__Parts of the exercise__.
1. In the post on the Mass Torts Forum, which organization ran the Forum?
2. Name every person the post on the Mass Torts Forum lists as part of the Forum's panel.
3. From the post on the Mass Torts Forum, print everything from "Last week we" down to "trust each other.".

__Passage shown__.
————————
Monday, February 13, 2012

Mass Torts Made Perfectly Convivial

Last week we attended a Mass Torts Forum/Roundtable for Judges and Lawyers in Philadelphia. It was run by Mass Torts Made Perfect (MTMP), an organization created by plaintiff lawyers. We spotted only five defense lawyers at the Forum, surrounded by many, many plaintiff lawyers. And it was perfectly delightful. The plaintiff lawyers were invariably civil and gracious. The folks at MTMP want to host more events where both plaintiff and defense lawyers get together. If the events are all like this one, there is a reason to be optimistic. The goal makes sense, because judges are insistent that plaintiff and defense lawyers work as many things out as possible. It’s easier to do that if the adversaries actually know and trust each other.

And make no mistake about it: judges do want the opposing lawyers to clear away as many squabbles as possible. The Forum was built around an impressive collection of judges: Garrett Brown, recently retired Chief Judge from the District of New Jersey (he presided over the Fosamax Femur MDL), Donovan Frank, D. Minnesota (Guidant MDL), David Herndon, Chief Judge, S.D. Illinois (Yaz MDL), Daniel Stack, Special Master in the Yaz MDL), and Sandra Moss, Court of Common Pleas in Philadelphia (as she said, every mass tort from A-Y, and probably soon Z). It was what we in the business call a hot panel. All the judges were thoughtful and engaging. Here are some of the more interesting points that were ventilated during the Forum:





  • Addressing case management issues early is in everybody’s interest. Coordination, including between federal and state courts, can aid efficiency and reduce costs. It can also make it harder for parties to play jurisdictions against each other. An MDL can be a “life-changing” experience for a court. It starts to feel like a huge construction project, where landmarks along the way signal progress. Judges also look for “economies of scale.”


  • Discovery issues “do not improve with time.”


  • Electronically stored information has prompted a wholesale change in the legal culture. There is so much more discovery, and it is so much more complex and expensive to produce. That, in itself, can constitute settlement leverage. The judges are aware of the various model orders, as well as the Sedona principles in this area. But one size does not fit all. Proportionality issues in this area are important and vexing. They are also not always susceptible to stipulation between the parties. Judges know that, as much as they want the parties to agree, in certain areas the judge is simply going to have to make a hard decision.


  • Allocation of costs is another issue that remains contentious, but sometimes the most lively disputes are not between plaintiff and defense lawyers, but between various strata of plaintiff lawyers.


  • Some judges advocate a staged or tiered approach to discovery. That approach might end up being more efficient and less expensive. Then again, it might not.


  • Globalization is affecting litigation, just as it is affecting every other aspect of our lives. It can get complicated when a corporate-defendant is headquartered abroad, and it has documents in another country subject to very different laws. Some think that if a company is selling products in the United States, it must be subject to U.S. laws. Others acknowledge that it’s not as simple as that, and the niceties of foreign law might actually need to be respected.
————————
__Provided information__.
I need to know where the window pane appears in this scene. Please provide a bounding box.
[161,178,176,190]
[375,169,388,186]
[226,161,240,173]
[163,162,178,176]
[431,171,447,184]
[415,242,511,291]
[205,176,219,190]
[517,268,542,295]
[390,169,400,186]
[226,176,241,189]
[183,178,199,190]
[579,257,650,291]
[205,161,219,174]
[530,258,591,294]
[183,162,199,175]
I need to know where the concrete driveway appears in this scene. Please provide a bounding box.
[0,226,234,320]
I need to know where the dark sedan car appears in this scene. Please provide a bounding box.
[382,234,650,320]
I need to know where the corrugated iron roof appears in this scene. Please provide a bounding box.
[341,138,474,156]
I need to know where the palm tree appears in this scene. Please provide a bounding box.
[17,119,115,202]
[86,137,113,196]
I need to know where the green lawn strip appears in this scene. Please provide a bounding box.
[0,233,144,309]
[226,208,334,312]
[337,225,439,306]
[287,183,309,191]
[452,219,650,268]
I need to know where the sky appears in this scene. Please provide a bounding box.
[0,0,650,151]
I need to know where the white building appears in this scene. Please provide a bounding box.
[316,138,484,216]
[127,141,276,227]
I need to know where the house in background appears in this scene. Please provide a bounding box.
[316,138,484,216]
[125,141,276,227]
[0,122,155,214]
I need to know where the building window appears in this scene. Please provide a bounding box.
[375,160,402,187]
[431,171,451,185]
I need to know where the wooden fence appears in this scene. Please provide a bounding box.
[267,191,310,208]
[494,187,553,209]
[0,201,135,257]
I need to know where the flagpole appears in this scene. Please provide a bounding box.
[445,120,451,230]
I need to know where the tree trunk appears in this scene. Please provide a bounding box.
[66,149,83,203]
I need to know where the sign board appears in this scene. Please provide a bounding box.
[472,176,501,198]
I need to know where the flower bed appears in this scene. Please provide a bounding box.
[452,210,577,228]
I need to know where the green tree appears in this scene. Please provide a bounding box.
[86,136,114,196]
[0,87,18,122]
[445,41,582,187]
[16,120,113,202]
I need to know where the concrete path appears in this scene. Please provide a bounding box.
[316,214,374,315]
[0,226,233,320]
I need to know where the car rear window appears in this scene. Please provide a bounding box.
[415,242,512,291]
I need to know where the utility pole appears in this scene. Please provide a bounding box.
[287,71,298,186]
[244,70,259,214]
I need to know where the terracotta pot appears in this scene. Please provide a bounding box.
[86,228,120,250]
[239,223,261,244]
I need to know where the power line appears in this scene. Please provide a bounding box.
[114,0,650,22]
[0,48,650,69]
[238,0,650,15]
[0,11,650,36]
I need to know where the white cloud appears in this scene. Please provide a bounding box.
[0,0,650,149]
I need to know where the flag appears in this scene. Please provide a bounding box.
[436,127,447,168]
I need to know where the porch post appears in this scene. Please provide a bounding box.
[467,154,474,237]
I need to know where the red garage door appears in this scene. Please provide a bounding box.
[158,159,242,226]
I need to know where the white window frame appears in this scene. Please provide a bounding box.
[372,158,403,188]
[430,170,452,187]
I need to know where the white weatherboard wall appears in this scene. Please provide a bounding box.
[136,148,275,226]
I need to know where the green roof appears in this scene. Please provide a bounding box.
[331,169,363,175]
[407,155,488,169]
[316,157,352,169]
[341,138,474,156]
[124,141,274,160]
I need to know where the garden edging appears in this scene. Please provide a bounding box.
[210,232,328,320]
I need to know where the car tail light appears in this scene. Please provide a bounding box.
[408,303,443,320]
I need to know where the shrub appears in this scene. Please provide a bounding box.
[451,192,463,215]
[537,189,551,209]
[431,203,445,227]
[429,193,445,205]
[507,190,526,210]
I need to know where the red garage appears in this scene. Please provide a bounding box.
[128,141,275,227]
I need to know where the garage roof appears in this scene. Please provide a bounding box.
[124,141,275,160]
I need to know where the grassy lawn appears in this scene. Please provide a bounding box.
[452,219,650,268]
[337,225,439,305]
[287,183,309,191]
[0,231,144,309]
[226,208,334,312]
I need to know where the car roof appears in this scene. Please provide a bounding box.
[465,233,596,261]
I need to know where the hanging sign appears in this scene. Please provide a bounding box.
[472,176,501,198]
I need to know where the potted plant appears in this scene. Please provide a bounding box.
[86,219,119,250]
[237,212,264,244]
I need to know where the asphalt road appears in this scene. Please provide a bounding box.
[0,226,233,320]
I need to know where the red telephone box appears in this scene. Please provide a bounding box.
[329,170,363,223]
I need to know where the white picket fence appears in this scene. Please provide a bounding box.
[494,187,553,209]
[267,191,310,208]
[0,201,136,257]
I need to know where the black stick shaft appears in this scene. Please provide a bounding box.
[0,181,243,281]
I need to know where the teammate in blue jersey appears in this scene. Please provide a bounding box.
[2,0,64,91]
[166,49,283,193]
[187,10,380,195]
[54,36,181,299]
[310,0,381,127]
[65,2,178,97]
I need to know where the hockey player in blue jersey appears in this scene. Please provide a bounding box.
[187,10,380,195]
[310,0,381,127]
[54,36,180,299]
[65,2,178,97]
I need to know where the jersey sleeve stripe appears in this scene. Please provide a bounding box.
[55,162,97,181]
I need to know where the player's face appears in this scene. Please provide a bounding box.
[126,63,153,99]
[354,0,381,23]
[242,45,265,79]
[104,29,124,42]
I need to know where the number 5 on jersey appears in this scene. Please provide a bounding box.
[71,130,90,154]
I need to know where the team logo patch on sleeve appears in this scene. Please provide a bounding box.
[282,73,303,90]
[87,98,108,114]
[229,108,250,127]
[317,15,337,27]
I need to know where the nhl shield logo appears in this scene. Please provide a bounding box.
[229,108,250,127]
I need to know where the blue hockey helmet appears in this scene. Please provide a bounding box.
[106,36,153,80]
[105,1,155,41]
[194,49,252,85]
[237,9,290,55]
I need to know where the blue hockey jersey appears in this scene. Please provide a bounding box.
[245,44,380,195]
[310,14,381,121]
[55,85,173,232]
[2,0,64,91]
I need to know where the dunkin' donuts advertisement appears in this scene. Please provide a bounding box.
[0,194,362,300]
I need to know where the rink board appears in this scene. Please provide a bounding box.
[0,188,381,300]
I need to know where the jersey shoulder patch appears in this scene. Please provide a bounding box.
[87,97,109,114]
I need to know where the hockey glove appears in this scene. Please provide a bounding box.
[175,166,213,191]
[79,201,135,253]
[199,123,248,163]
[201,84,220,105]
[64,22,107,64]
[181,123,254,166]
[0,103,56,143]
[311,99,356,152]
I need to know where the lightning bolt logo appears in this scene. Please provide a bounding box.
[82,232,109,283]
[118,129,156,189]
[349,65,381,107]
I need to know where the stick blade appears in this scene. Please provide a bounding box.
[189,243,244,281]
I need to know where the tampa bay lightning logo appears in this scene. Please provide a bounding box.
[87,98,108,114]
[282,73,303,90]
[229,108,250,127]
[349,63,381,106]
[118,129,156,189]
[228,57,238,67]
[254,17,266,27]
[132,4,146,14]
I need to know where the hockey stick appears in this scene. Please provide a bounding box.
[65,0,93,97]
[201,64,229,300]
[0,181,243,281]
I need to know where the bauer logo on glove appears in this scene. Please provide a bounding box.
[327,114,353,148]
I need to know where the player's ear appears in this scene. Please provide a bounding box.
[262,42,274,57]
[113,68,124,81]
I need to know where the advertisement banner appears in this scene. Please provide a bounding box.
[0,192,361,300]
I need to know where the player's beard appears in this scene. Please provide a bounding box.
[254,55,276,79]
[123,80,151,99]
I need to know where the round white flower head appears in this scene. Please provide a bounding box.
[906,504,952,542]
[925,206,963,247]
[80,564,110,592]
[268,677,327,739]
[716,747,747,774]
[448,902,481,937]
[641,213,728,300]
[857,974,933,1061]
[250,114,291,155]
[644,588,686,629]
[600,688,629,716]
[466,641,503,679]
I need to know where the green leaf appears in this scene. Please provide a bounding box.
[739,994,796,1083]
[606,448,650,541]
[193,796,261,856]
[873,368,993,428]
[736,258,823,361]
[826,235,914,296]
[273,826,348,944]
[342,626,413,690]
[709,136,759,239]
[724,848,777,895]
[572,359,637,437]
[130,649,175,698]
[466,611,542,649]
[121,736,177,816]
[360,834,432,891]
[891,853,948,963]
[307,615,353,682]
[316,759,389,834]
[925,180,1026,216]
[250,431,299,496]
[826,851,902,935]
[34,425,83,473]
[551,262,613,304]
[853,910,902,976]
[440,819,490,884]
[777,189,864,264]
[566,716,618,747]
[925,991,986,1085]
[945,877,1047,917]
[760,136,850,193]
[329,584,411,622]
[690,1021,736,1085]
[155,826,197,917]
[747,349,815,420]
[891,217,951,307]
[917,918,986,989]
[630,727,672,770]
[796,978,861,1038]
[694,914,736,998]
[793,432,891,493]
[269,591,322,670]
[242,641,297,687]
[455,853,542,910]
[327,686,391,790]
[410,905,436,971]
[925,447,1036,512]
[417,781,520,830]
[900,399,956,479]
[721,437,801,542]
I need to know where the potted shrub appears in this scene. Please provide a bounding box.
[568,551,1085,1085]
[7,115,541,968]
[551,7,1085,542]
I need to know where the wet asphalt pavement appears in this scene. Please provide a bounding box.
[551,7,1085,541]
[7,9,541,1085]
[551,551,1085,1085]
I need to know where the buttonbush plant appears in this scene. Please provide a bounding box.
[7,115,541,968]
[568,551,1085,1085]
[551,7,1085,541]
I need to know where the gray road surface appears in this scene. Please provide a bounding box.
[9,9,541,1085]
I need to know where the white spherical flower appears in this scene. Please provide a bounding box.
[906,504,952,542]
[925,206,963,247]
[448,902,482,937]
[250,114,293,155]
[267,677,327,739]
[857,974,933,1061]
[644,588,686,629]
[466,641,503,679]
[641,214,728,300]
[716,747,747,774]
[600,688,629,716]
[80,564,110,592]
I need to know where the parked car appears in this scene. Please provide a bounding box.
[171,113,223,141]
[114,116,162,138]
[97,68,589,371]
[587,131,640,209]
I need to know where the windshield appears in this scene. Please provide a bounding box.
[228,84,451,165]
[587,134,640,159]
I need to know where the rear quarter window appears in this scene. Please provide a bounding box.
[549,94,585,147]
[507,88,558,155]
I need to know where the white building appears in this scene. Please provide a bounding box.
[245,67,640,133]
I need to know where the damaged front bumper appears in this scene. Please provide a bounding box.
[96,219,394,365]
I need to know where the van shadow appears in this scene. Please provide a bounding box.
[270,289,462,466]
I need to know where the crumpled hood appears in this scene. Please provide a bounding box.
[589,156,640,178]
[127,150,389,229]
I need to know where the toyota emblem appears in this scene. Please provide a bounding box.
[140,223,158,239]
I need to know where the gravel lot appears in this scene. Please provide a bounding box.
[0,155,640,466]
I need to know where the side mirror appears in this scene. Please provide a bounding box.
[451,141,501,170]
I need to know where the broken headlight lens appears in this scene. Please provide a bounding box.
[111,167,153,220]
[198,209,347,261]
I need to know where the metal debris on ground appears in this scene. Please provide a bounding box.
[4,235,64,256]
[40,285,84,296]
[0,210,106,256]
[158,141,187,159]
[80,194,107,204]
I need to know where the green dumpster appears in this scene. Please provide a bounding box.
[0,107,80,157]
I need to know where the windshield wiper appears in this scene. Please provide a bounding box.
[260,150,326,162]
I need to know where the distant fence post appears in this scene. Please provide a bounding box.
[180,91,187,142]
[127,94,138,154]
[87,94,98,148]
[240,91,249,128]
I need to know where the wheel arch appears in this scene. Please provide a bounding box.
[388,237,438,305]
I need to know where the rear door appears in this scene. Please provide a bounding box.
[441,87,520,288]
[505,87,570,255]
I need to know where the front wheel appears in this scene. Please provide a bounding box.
————————
__Set of answers__.
1. Mass Torts Made Perfect (MTMP), an organization created by plaintiff lawyers.

2. Garrett Brown, Donovan Frank, David Herndon, Daniel Stack, Sandra Moss

3.
Last week we attended a Mass Torts Forum/Roundtable for Judges and Lawyers in Philadelphia. It was run by Mass Torts Made Perfect (MTMP), an organization created by plaintiff lawyers. We spotted only five defense lawyers at the Forum, surrounded by many, many plaintiff lawyers. And it was perfectly delightful. The plaintiff lawyers were invariably civil and gracious. The folks at MTMP want to host more events where both plaintiff and defense lawyers get together. If the events are all like this one, there is a reason to be optimistic. The goal makes sense, because judges are insistent that plaintiff and defense lawyers work as many things out as possible. It’s easier to do that if the adversaries actually know and trust each other.